### Request
Copy every line of the records below word for word, omitting the pictures.

### Source records
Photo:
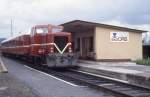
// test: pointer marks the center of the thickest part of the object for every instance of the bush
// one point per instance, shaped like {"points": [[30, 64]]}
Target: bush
{"points": [[143, 62]]}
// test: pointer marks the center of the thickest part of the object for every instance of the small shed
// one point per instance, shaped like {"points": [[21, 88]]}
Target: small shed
{"points": [[104, 42]]}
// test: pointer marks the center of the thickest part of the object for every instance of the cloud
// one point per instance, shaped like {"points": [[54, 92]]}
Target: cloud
{"points": [[26, 13]]}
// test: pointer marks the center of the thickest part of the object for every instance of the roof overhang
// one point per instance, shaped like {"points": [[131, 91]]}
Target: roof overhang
{"points": [[80, 23]]}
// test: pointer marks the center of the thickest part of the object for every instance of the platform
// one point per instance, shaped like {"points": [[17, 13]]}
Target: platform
{"points": [[3, 68], [124, 71]]}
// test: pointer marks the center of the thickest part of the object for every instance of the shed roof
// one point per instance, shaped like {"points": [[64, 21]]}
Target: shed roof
{"points": [[93, 24]]}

### Solution below
Photo:
// test: pointer marks the center of the thickest part of the object for every instance of the bush
// one point per instance, shaped like {"points": [[30, 64]]}
Target: bush
{"points": [[143, 62]]}
// test: pointer marks the center of the thickest part of the object for every instance of the small shed
// one point per instance, shaped like {"points": [[21, 88]]}
Target: small shed
{"points": [[104, 42]]}
// test: pointer marks the center of the thickest part of the object for every instance of the cloud
// one point per instance, shaped like {"points": [[54, 92]]}
Target: cloud
{"points": [[26, 13]]}
// test: pointer marks the center of the thickest part of the object for every instance of the roof overhang
// one point per instance, shaped like {"points": [[131, 91]]}
Target: roof overhang
{"points": [[80, 23]]}
// test: pointer marks the center of the thickest part of the object for every instance of the platform
// one point per instance, shaped like {"points": [[17, 13]]}
Target: platform
{"points": [[3, 68], [124, 71]]}
// test: pointer marks the center of the thickest part of the object for every instance of the shed roof
// one point per instance, shaped like {"points": [[64, 21]]}
Target: shed roof
{"points": [[93, 24]]}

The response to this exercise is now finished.